→ Requirements
Identify each line in the data below that contains the word "jacket" and copy every such line in full. Matching is case-sensitive.

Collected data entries
[start]
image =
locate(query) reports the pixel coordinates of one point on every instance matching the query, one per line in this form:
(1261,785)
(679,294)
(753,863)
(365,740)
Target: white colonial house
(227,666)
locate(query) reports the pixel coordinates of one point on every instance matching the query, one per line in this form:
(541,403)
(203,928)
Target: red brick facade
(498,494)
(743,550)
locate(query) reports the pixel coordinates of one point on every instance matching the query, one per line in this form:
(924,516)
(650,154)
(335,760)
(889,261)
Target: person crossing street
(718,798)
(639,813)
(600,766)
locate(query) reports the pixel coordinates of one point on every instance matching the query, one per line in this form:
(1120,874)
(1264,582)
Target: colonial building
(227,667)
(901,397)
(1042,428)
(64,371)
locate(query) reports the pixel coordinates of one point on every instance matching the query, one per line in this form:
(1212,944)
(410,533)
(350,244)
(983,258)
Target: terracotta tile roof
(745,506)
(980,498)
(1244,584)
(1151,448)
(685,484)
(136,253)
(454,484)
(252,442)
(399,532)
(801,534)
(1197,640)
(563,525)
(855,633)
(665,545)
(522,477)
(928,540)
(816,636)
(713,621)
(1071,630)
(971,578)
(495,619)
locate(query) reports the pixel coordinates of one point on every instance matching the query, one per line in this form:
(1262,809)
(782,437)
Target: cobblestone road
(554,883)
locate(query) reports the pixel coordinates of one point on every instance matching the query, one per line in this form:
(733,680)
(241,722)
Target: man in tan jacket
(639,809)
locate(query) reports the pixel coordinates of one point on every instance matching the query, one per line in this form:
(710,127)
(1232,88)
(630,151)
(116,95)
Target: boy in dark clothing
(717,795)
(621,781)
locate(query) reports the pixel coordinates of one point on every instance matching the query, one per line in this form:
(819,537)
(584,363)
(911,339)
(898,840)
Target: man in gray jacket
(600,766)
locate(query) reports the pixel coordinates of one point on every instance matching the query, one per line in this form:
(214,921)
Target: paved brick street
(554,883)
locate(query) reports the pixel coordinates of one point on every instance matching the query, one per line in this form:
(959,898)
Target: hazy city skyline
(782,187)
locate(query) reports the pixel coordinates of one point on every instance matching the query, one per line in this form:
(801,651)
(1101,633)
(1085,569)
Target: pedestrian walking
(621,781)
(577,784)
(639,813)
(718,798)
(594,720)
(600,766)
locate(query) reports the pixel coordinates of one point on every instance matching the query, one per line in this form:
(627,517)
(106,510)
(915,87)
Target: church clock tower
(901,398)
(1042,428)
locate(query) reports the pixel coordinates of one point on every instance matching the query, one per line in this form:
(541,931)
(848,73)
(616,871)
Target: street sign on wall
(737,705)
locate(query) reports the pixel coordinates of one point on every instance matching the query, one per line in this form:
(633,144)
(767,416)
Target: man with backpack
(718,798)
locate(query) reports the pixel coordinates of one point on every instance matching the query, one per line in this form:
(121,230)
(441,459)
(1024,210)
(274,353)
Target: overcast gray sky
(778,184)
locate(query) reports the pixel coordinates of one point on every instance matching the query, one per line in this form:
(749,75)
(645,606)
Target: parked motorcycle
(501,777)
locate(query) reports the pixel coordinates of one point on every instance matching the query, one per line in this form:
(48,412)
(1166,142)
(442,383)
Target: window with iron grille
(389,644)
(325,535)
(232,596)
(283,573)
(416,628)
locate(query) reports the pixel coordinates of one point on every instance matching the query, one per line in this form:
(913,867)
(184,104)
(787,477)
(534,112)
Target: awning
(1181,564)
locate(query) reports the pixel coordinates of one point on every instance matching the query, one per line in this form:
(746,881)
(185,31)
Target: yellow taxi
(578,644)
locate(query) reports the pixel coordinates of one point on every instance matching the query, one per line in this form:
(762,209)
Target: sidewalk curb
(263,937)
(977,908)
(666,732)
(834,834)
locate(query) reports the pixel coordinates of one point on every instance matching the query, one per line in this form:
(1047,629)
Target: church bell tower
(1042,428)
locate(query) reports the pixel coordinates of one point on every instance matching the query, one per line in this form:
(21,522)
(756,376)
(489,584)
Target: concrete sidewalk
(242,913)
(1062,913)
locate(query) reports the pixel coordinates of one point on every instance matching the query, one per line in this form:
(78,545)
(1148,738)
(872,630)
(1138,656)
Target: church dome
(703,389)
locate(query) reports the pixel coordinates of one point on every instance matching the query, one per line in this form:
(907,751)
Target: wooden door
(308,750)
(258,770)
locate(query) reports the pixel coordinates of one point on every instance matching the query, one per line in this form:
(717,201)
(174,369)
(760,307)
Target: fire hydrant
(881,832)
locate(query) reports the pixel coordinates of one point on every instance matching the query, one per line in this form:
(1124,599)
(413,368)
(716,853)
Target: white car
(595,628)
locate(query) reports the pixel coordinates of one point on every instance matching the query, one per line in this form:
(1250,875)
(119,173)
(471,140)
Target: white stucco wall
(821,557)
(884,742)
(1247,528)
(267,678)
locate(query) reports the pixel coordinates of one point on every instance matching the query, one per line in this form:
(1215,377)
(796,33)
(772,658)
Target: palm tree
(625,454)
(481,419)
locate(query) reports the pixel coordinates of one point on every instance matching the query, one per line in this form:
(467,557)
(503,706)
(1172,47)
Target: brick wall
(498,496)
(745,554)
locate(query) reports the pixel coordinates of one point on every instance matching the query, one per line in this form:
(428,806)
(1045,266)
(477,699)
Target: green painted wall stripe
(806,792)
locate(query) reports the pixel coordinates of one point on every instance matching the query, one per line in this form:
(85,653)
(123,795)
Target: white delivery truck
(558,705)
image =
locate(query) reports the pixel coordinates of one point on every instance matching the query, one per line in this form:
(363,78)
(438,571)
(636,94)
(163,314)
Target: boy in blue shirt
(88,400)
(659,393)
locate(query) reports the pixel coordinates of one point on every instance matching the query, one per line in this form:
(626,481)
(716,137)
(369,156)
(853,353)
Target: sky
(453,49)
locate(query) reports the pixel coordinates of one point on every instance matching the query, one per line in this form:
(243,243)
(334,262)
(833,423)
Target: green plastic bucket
[end]
→ Exercise solution
Target: man in tan jacket
Target: man in gray jacket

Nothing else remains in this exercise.